■ Excerpted text
▼

This tale demonstrates what I see as Wakefield's greatest strength,
which is adding details that make the story more than just a type.
Here is your basic "I'm going to flout local superstition" story; we
all know that's a bad idea, and we know the ending is grimly
inevitable. But Wakefield adds some extras, such as the one man
tracking the other's progress through a telescope, the nature of their
joint demise, and the very nature of the entity responsible, discerned
through no more than a glimpse and a set of footprints. This story
easily stands in the top ranks of the genre.

So does "The First Sheaf," an "isolated farming community's fertility
rite" story that Wakefield embellishes into excellence. We all know
more or less what happened to the little girl; but as we learn more it
becomes even more shocking. And I'd bet no one predicted correctly
how the storyteller lost his arm.

In "Lucky's Grove" Wakefield subverts the investigative ghost story;
instead of following a sleuth through the process of consulting parish
records and chatting up rustics in the local to discover the origin of
a "disturbance," he puts it right in the epigraph. Thus the
manifestations of the haunting, and not its appeasement, become the
focal point of the story, and he seems to take delight in the snake-
and wolf-play. Another great one.

▲

■ Exercise tasks
a) In the review of Wakefield's stories, where does "Lucky's Grove" reveal the origin of the disturbance?
b) Pick up the review of Wakefield's stories after its final sentence and carry it forward.

Stored data
▼

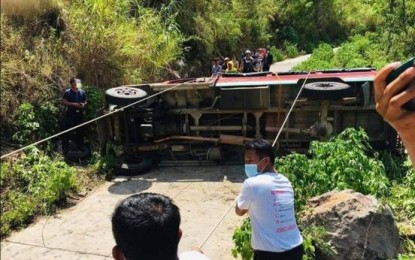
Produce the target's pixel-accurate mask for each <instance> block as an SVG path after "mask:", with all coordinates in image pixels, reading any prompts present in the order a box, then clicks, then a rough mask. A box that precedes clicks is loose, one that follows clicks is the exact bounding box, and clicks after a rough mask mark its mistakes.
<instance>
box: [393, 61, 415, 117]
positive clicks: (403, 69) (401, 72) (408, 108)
mask: <svg viewBox="0 0 415 260" xmlns="http://www.w3.org/2000/svg"><path fill="white" fill-rule="evenodd" d="M410 67H415V57H412V58H411V59H409V60H408V61H407V62H405V63H403V64H402V65H400V66H399V67H398V68H396V69H394V70H393V71H392V72H391V73H389V75H388V77H387V78H386V82H387V84H389V83H391V82H392V81H394V80H395V79H396V78H398V77H399V75H400V74H401V73H403V72H404V71H405V70H407V69H408V68H410ZM411 83H412V84H415V82H414V81H412V82H411ZM411 83H409V84H408V85H407V86H405V87H404V88H403V89H402V91H404V90H406V89H407V88H409V86H410V85H411ZM402 107H403V108H404V109H406V110H408V111H415V98H414V99H411V100H409V101H408V102H406V103H405V104H404V105H403V106H402Z"/></svg>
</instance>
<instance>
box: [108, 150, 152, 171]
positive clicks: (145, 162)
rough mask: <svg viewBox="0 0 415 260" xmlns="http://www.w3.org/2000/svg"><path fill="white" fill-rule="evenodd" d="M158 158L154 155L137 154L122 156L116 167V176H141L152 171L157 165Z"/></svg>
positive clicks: (139, 153)
mask: <svg viewBox="0 0 415 260" xmlns="http://www.w3.org/2000/svg"><path fill="white" fill-rule="evenodd" d="M157 163H158V161H157V156H156V155H155V154H154V153H137V154H127V155H123V156H121V157H120V158H119V159H118V160H117V162H116V164H115V166H114V174H115V175H124V176H131V175H141V174H144V173H146V172H148V171H150V170H151V169H152V168H153V167H154V166H155V165H156V164H157Z"/></svg>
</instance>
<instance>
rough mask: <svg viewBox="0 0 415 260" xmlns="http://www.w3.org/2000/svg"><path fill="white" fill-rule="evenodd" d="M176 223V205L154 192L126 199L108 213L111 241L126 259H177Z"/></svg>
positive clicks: (176, 222)
mask: <svg viewBox="0 0 415 260" xmlns="http://www.w3.org/2000/svg"><path fill="white" fill-rule="evenodd" d="M179 226H180V212H179V208H178V207H177V206H176V205H175V204H174V203H173V201H172V200H171V199H170V198H169V197H167V196H164V195H161V194H156V193H140V194H136V195H132V196H130V197H128V198H126V199H125V200H123V201H121V202H120V203H119V204H118V205H117V207H116V209H115V211H114V214H113V216H112V232H113V234H114V238H115V241H116V243H117V246H118V247H119V248H120V249H121V251H122V252H123V253H124V256H125V258H126V259H128V260H135V259H137V260H138V259H139V260H173V259H177V248H178V244H179V240H180V236H179Z"/></svg>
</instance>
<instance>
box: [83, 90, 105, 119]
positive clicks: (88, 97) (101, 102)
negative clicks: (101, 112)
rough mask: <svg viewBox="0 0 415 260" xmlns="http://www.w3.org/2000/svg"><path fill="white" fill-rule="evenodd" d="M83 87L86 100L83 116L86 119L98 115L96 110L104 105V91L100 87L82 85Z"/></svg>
mask: <svg viewBox="0 0 415 260" xmlns="http://www.w3.org/2000/svg"><path fill="white" fill-rule="evenodd" d="M83 88H84V90H85V93H86V96H87V100H88V105H87V106H86V115H85V118H86V120H91V119H94V118H96V117H97V116H99V113H98V111H99V110H100V109H101V108H102V107H103V105H104V101H105V100H104V97H105V93H104V91H103V90H102V89H99V88H96V87H93V86H83Z"/></svg>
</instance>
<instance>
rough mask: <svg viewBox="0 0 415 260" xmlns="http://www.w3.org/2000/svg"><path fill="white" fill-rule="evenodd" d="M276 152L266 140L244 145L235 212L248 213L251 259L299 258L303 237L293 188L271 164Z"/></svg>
mask: <svg viewBox="0 0 415 260" xmlns="http://www.w3.org/2000/svg"><path fill="white" fill-rule="evenodd" d="M274 159H275V152H274V148H273V147H272V145H271V144H270V143H269V142H267V141H266V140H262V139H256V140H253V141H250V142H248V143H247V144H246V145H245V173H246V175H247V176H248V178H247V179H246V180H245V181H244V183H243V184H242V188H241V192H240V194H239V196H238V199H237V203H236V207H235V212H236V214H237V215H238V216H243V215H244V214H246V213H248V214H249V218H250V221H251V226H252V237H251V245H252V248H253V249H254V260H268V259H287V260H288V259H289V260H297V259H298V260H301V259H302V256H303V254H304V249H303V245H302V244H303V238H302V236H301V234H300V231H299V229H298V226H297V222H296V218H295V209H294V191H293V188H292V186H291V183H290V182H289V180H288V179H287V178H286V177H285V176H283V175H281V174H280V173H278V172H277V171H276V170H275V169H274V166H273V162H274Z"/></svg>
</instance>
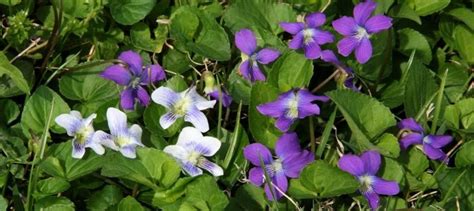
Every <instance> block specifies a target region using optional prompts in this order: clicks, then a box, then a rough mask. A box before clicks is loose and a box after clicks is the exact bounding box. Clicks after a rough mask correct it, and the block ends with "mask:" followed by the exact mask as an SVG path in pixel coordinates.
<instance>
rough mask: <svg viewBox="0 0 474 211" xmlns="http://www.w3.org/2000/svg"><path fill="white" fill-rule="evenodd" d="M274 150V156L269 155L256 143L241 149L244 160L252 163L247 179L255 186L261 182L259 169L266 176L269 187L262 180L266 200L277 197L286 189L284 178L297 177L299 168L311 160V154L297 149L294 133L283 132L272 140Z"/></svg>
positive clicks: (295, 135)
mask: <svg viewBox="0 0 474 211" xmlns="http://www.w3.org/2000/svg"><path fill="white" fill-rule="evenodd" d="M275 153H276V156H275V158H273V157H272V153H271V152H270V150H269V149H268V148H267V147H265V146H264V145H262V144H260V143H253V144H250V145H248V146H246V147H245V148H244V156H245V159H247V160H248V161H250V162H251V163H252V164H253V165H254V166H255V167H253V168H252V169H250V171H249V179H250V182H251V183H252V184H254V185H256V186H261V185H262V184H264V183H265V172H264V170H263V169H265V171H266V172H267V174H268V176H269V177H270V178H269V179H270V180H271V183H272V185H271V186H272V187H271V189H270V187H269V186H268V185H267V184H266V183H265V186H264V188H265V193H266V195H267V198H268V199H270V200H278V199H279V198H281V196H282V192H283V193H285V192H286V191H287V190H288V177H289V178H298V177H299V175H300V173H301V170H303V168H304V167H306V166H307V165H308V164H309V163H311V162H312V161H314V155H313V153H311V152H309V151H307V150H302V149H301V147H300V144H299V141H298V136H297V135H296V133H285V134H283V135H282V136H281V137H280V138H279V139H278V141H277V142H276V145H275ZM262 162H263V165H264V166H262ZM275 186H276V187H277V188H278V189H276V188H275ZM280 191H281V192H280ZM272 192H273V193H274V194H275V198H274V197H273V195H272Z"/></svg>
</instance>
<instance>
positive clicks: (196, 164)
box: [163, 127, 224, 177]
mask: <svg viewBox="0 0 474 211" xmlns="http://www.w3.org/2000/svg"><path fill="white" fill-rule="evenodd" d="M220 147H221V142H220V141H219V139H217V138H214V137H210V136H203V135H202V134H201V132H200V131H199V130H197V129H196V128H193V127H185V128H183V130H182V131H181V133H180V134H179V137H178V142H177V143H176V144H175V145H169V146H166V147H165V148H164V149H163V151H164V152H166V153H168V154H170V155H171V156H173V157H174V158H175V159H176V160H177V161H178V162H179V163H180V165H181V168H182V169H183V170H184V171H185V172H186V173H187V174H189V175H190V176H192V177H195V176H198V175H201V174H202V170H201V169H200V168H202V169H205V170H207V171H208V172H210V173H211V174H212V175H214V176H216V177H217V176H222V175H224V171H223V170H222V168H221V167H220V166H218V165H217V164H215V163H213V162H211V161H209V160H207V159H206V158H205V157H211V156H213V155H215V154H216V152H217V151H218V150H219V148H220ZM198 167H199V168H198Z"/></svg>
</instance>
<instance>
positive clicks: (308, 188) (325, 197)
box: [300, 160, 360, 198]
mask: <svg viewBox="0 0 474 211" xmlns="http://www.w3.org/2000/svg"><path fill="white" fill-rule="evenodd" d="M300 182H301V184H302V185H303V186H304V187H306V188H307V189H308V190H310V191H312V192H314V193H316V194H318V196H317V197H321V198H328V197H334V196H340V195H343V194H349V193H354V192H355V191H356V190H357V189H358V188H359V186H360V184H359V182H358V181H357V180H356V178H355V177H354V176H352V175H350V174H349V173H346V172H344V171H342V170H340V169H339V168H337V167H334V166H331V165H330V164H328V163H327V162H326V161H322V160H318V161H316V162H314V163H312V164H310V165H308V166H307V167H305V168H304V169H303V171H302V172H301V175H300Z"/></svg>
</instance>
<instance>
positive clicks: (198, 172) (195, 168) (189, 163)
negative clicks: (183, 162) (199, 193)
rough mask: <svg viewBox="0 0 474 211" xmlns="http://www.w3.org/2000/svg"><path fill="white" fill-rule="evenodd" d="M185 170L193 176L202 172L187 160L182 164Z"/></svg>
mask: <svg viewBox="0 0 474 211" xmlns="http://www.w3.org/2000/svg"><path fill="white" fill-rule="evenodd" d="M181 167H182V168H183V170H184V171H185V172H186V173H188V174H189V176H191V177H195V176H199V175H201V174H202V170H201V169H200V168H198V167H196V166H194V165H193V164H192V163H190V162H185V163H182V164H181Z"/></svg>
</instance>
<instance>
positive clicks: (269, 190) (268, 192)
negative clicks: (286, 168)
mask: <svg viewBox="0 0 474 211" xmlns="http://www.w3.org/2000/svg"><path fill="white" fill-rule="evenodd" d="M272 182H273V185H272V190H273V193H274V194H275V197H276V198H273V195H272V192H271V191H270V188H269V187H268V185H265V193H266V195H267V198H268V199H269V200H270V201H273V200H278V199H280V198H281V197H282V196H283V194H281V192H283V193H285V192H286V191H287V190H288V179H287V178H286V176H285V174H283V173H280V174H276V175H275V176H274V177H273V178H272ZM273 186H276V187H278V190H277V189H276V188H274V187H273ZM280 191H281V192H280Z"/></svg>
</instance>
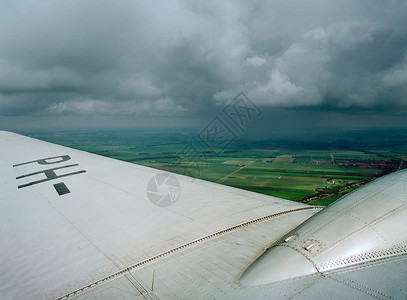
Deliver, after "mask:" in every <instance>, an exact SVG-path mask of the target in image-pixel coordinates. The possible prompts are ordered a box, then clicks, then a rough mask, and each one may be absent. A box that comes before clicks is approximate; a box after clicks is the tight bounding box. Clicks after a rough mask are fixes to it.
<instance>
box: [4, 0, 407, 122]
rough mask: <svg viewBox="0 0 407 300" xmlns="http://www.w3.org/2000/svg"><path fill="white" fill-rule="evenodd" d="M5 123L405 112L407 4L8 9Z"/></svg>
mask: <svg viewBox="0 0 407 300" xmlns="http://www.w3.org/2000/svg"><path fill="white" fill-rule="evenodd" d="M0 41H1V46H0V115H3V116H6V115H8V116H12V115H47V114H52V115H55V114H61V115H64V114H65V115H66V114H81V115H84V114H85V115H86V114H99V115H152V116H159V115H166V116H168V115H171V116H183V115H185V114H188V115H194V114H205V113H208V112H211V111H212V110H213V109H215V108H216V106H217V105H219V104H223V103H224V102H226V101H228V100H230V99H231V98H233V96H235V95H236V94H237V93H238V92H239V91H245V92H246V94H247V95H248V96H249V97H250V98H251V99H252V100H253V101H254V102H255V103H256V104H258V105H259V106H263V107H288V108H298V107H314V108H317V107H325V108H329V109H338V110H341V109H342V110H343V109H348V108H357V109H373V110H374V109H383V108H385V109H386V110H402V111H403V110H404V111H405V109H406V108H407V97H406V95H407V3H406V1H402V0H400V1H376V0H373V1H367V0H366V1H355V0H351V1H346V0H345V1H325V0H318V1H317V0H311V1H181V0H180V1H175V0H169V1H168V0H166V1H164V0H163V1H154V2H151V1H130V0H128V1H125V0H123V1H103V0H102V1H100V0H98V1H79V0H76V1H75V0H74V1H52V2H50V1H44V0H36V1H29V0H26V1H10V0H5V1H2V2H1V4H0Z"/></svg>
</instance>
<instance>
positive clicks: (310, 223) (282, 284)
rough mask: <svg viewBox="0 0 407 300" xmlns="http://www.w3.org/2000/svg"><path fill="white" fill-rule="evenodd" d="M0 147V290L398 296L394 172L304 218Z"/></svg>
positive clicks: (27, 146) (30, 293)
mask: <svg viewBox="0 0 407 300" xmlns="http://www.w3.org/2000/svg"><path fill="white" fill-rule="evenodd" d="M0 147H1V148H0V167H1V169H0V170H1V171H0V220H1V226H0V241H1V243H0V271H1V273H0V298H1V299H145V298H147V299H150V298H154V299H157V298H160V299H191V298H197V299H208V298H216V299H224V298H230V299H232V298H233V299H236V298H242V299H243V298H244V299H247V298H294V299H300V298H302V299H310V298H326V297H333V298H344V297H345V298H357V299H363V298H372V297H376V298H383V299H385V298H389V299H392V298H400V299H405V298H406V295H407V292H406V283H405V282H406V279H407V278H406V274H407V267H406V247H405V246H406V240H407V238H406V230H405V228H406V225H407V221H406V216H407V214H406V202H407V199H406V190H407V185H406V180H407V179H406V177H407V174H406V172H398V173H395V174H393V175H390V176H388V177H386V178H387V179H386V178H384V179H381V180H378V181H376V182H374V183H372V184H370V185H368V186H366V187H364V188H363V189H362V190H361V191H360V192H359V193H358V192H356V193H352V194H351V195H350V196H348V197H345V198H344V199H342V200H340V201H339V202H337V204H334V205H333V206H331V207H329V208H328V209H325V210H323V211H322V212H321V213H317V212H318V211H320V210H321V208H319V207H311V206H308V205H304V204H299V203H296V202H292V201H287V200H283V199H279V198H275V197H269V196H265V195H260V194H257V193H252V192H248V191H243V190H240V189H236V188H231V187H226V186H222V185H219V184H215V183H209V182H205V181H201V180H196V179H192V178H189V177H185V176H180V175H175V174H168V173H162V172H161V171H158V170H155V169H151V168H146V167H142V166H138V165H135V164H130V163H125V162H121V161H117V160H113V159H109V158H105V157H101V156H97V155H93V154H89V153H86V152H82V151H77V150H73V149H70V148H66V147H62V146H58V145H54V144H50V143H46V142H42V141H39V140H35V139H31V138H28V137H24V136H21V135H17V134H14V133H9V132H0ZM392 176H393V177H392ZM395 182H397V183H395ZM352 197H353V198H352ZM346 199H350V200H346ZM371 199H373V200H371ZM341 203H342V205H341ZM371 203H373V204H371ZM356 204H357V205H356ZM369 210H371V211H372V212H373V215H374V216H373V215H371V214H369ZM306 220H308V221H307V222H305V221H306ZM330 220H333V222H331V221H330ZM341 220H342V221H341ZM303 222H305V223H303ZM358 242H359V243H358ZM307 247H309V249H306V248H307Z"/></svg>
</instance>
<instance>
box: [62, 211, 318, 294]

▲

■ Responses to the tasks
a) In the epigraph.

b)
> Blind Man's Buff
> 'Look Up There!'
> The Frontier Guards
> Mr. Ash's Studio

I remember being very impressed by this when in read it years ago in
one of the Robert Arthur/Alfred Hitchcock anthologies, enough so that
I bought the Ash-Tree STRAYERS upon its publication. Alas, it now
sits unread in a box somewhere, but summer should see its release from
book limbo into my eager hands.


> Nurse's Tale
> A Coincidence at Hunton
> The Red Hand
> An Echo
> Day-Dream in Macedon
> Knock! Knock! Who's There?
> Epilogue by Roger Bantock
> The Last to Leave

A charming tale of benevolent ghosts.


> The Central Figure
> Old Man's Beard
> Present at the End

I'm surprised this one made it into a "best of" collection; I found it
the only hands-down stinker in OLD MAN'S BEARD. "And the cute little
animals climbed into his death-bed and cuddled with him." GAG!


> A Jolly Surprise for Henri

The title adds a degree of amusement to this one when we get to the
end and learn what it means. This is in contrast to the instances in
which Wakefield gives away the ending with the title, e.g. "'I
Recognized the Voice.'" (Imagine Hodgson titling "The Voice in the
Night" "The Fungus-Man.")

(Which reminds me of a recent Washington Post Style Invitational, in
which readers were asked to invent the first line of joke that
telegraphs the punchline, resulting in entries such as "Vincent van
Gogh travels to the future in a time machine, and the first person he
meets is Mike Tyson . . . " The full list of "winners" is at
http://www.washingtonpost.com/wp-dyn/articles/A16058-2002Feb15.html
for the next few days.)


Bill B.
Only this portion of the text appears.